• Исходный текст:
/---
Лобков: Приведите пример одного цензурного.

Кавун: Сцена с Шолто, по-моему, она гуляет по интернету. Это, где стоит полковник и рассуждает об индусах, которые заполонили Лондон, и уже танцуют и молятся на наших площадях. Ее канал очень хотел вырезать.

Сапрыкин: Прям такой спутник и погром, да.

Лобков: Хотя там индусы и в Лондоне, увидели намек.

Сапрыкин: Риторика узнаваемая.

Кавун: Да, я использовал узнаваемую риторику, специально брал ее. Хотя все говорят, что там ее не было, но там это было. Первая демонстрация  мусульман с требованием построить мечеть в Лондоне были в 1880 году. То есть все на все похоже, они проходило через то же, что и мы. Сейчас мы уходим от темы сериалов. Я могу бесконечно разговаривать о Шерлоке Холмсе.

Лобков: Бывает, что и трубку нельзя достать и покурить, а бывает, что нельзя сказать слово на букву «г», я имею в виду и то слово на букву «г», и то слово на букву «г». То есть сейчас конкуренция идет за свободу, кто свободнее, тот и выигрывает, правильно ли я понимаю?

Сапрыкин: Я не знаю, можно ли так сказать. Это же не похоже на российское кино начала 90-ых, когда стало все можно…

Лобков: И стало все вдруг одинаково.

Сапрыкин: И казалось, что идет соревнование за то, кто разрушит больше барьеров. Даже какой-нибудь «Madman», где бесконечно герои пьют, курят, изменяют женам, ведут совершенно разнузданный образ жизни, в каком-то последнем отдалении это все равно сериал про добро и зло, это очень моралистическая вещь. Только про какие-то глубинные вещи, не про то, что Дума обсуждает…

Лобков: Так же, как и «Breaking Bad». Тему, которую мы вообще на федеральных каналах и назвать-то не можем в силу определенного запрета, уже все равно о том, ради чего это делается, и какие …

Кавун: И к чему это приводит. Там потрясающая драматургическая конструкция. Когда ты начинаешь от полного сопереживания герою, а потом в какой-то момент я себя ловлю на мысли, на середине какого-то сезона, я уже наблюдаю за ним как за рептилией. Я уже все, я ему уже не сопереживаю, мне просто интересно, до какой степени он может еще туда погрузиться. Это потрясающая драматургическая конструкция.

Лобков: Интересно, а она выстраивается с самого начала?

Кавун: Я думаю, да, потому что там работают команды. Там не сидит один сценарист, там их запирают в кабинете, у них графики, они чертят, они рисуют. Как только кто-то начинает буксовать, его заменяют.

Лобков: У вас так же было?
\---
• Указания к заданиям:
a) Ответьте на вопросы по исходному тексту.
(i) В каком году, по словам Кавуна, в Лондоне прошла первая демонстрация мусульман с требованием построить мечеть?
(ii) Какую сцену, по словам Кавуна, канал очень хотел вырезать?
(iii) Что, по словам Кавуна, делают со сценаристом, который начинает буксовать?
b) Перепишите фрагмент исходного текста, всё от «Кавун: И к чему» и до «с самого начала?», заменив «рептилией» на «хищником».
Эти данные взяты из другого источника.

• Блок данных:
/---
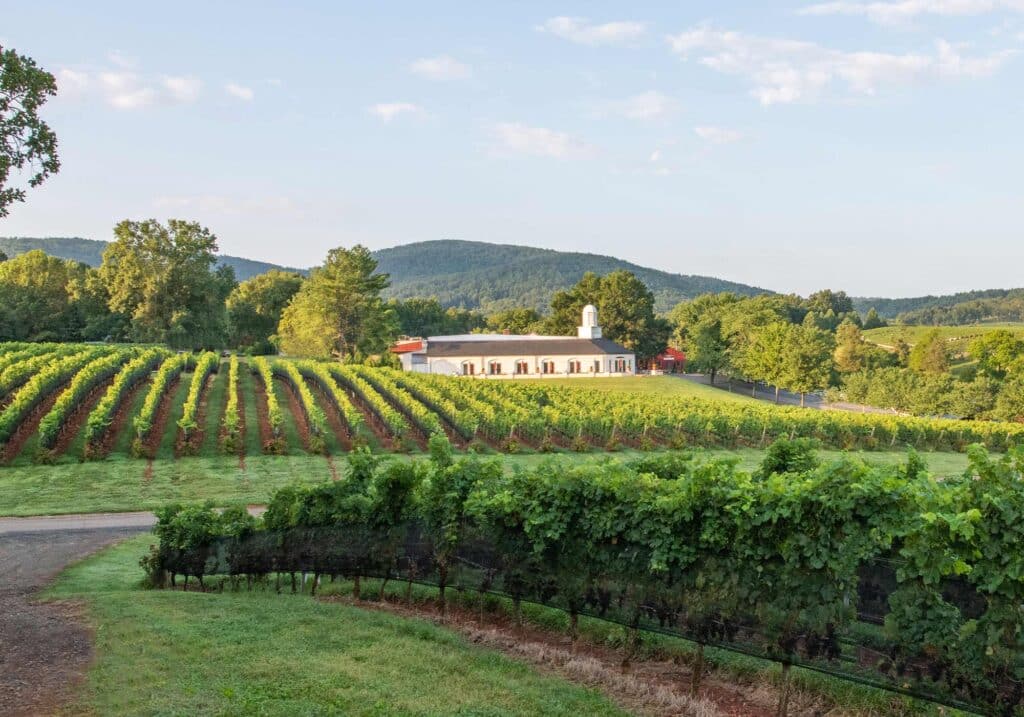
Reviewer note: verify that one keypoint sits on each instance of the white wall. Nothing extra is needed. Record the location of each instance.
\---
• Ответы по заданиям:
a)
(i) В 1880 году.
(ii) Сцену с Шолто, где полковник рассуждает об индусах, заполонивших Лондон.
(iii) Его заменяют.

b)
Кавун: И к чему это приводит. Там потрясающая драматургическая конструкция. Когда ты начинаешь от полного сопереживания герою, а потом в какой-то момент я себя ловлю на мысли, на середине какого-то сезона, я уже наблюдаю за ним как за хищником. Я уже все, я ему уже не сопереживаю, мне просто интересно, до какой степени он может еще туда погрузиться. Это потрясающая драматургическая конструкция.

Лобков: Интересно, а она выстраивается с самого начала?